Begin Records to use

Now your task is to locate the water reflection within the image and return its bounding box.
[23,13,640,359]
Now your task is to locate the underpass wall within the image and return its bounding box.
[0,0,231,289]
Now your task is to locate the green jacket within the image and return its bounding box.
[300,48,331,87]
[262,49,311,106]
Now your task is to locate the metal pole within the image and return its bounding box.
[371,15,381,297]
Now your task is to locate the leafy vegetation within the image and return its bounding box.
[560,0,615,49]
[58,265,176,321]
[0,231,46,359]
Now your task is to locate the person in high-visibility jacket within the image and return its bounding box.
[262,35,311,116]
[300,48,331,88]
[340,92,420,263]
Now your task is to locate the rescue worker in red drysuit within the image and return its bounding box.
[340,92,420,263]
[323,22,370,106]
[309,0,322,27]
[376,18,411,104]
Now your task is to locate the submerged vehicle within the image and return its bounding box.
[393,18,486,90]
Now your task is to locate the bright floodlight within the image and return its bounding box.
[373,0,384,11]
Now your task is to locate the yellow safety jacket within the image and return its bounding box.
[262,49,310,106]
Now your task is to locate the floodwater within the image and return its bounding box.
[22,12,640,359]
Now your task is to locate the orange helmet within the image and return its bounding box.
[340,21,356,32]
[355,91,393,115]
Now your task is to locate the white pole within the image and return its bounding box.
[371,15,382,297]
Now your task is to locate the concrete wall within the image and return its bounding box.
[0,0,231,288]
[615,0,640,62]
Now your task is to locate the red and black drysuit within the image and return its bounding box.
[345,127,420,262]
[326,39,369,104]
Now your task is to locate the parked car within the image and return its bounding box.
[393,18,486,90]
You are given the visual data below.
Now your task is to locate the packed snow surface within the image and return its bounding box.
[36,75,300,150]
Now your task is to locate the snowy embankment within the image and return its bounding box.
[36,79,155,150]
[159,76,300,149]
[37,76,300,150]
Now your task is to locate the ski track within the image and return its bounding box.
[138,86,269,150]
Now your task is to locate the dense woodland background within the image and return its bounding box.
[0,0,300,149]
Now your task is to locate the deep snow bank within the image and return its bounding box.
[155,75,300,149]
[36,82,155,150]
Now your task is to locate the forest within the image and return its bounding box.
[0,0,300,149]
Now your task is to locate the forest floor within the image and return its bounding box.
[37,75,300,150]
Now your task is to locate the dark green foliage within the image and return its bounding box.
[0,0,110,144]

End Records to use

**Exercise**: Reproduce every item above word for word, keeping the original order.

**Exercise response**:
Now your task is to locate the water reflection within the image and return its bounding box.
[23,13,640,359]
Now your task is to locate the underpass wall within the image and return its bounding box.
[0,0,231,289]
Now your task is to locate the green jacket within the image and return its bounding box.
[300,48,331,87]
[262,49,311,106]
Now your task is to locate the metal pole within the image and return its bounding box.
[371,15,381,297]
Now your task is to locate the leafy vegetation within the image and return its bounding box.
[560,0,615,49]
[58,265,176,321]
[0,231,46,359]
Now your task is to locate the person in high-visibility jacket within the image and return its bounding box.
[262,35,311,116]
[300,48,331,88]
[340,92,420,263]
Now your task is to locate the rescue worker in red drysuit within the image and return its bounding box.
[340,92,420,263]
[323,22,370,106]
[309,0,322,27]
[376,18,411,104]
Now your task is to locate the submerged vehicle within the image and return its bounding box.
[393,18,486,90]
Now your task is to locate the bright floodlight within the image and return its bounding box.
[373,0,384,11]
Now your task is to locate the yellow safety jacket within the image and return its bounding box.
[262,49,310,106]
Now your task is to locate the floodwater within the image and return its bounding box.
[22,12,640,359]
Now your task is to locate the orange helmet within the image and return its bounding box.
[340,21,356,32]
[355,91,393,115]
Now your task is to locate the white pole within the image and return its bounding box.
[371,15,382,297]
Now your task is to locate the concrete wall within the image and return its bounding box.
[0,0,231,288]
[615,0,640,62]
Now your task is to locate the red and black drysuit within the image and return its bounding box.
[345,127,420,262]
[326,39,369,104]
Now your task is to locate the parked car within the image and return its bounding box.
[393,18,486,90]
You are given the visual data below.
Now your task is to locate the packed snow surface within the image and return its bounding box.
[36,75,300,150]
Now your task is to locate the snowy embankment within the image and return its bounding box.
[36,79,155,150]
[159,76,300,149]
[37,76,300,150]
Now your task is to locate the ski track within the image and return its bounding box.
[138,86,269,150]
Now your task is to locate the dense woodland background within the image and return its bounding box.
[0,0,300,149]
Now your task is to locate the deep snow bank within the image and return its bounding box.
[155,75,300,149]
[36,82,155,150]
Now your task is to locate the forest within the image and return its bounding box.
[0,0,300,149]
Now your task is to locate the forest floor within the image and return its bounding box.
[37,75,300,150]
Now your task is to locate the dark green foliage within the image and return its bounding box.
[0,0,110,144]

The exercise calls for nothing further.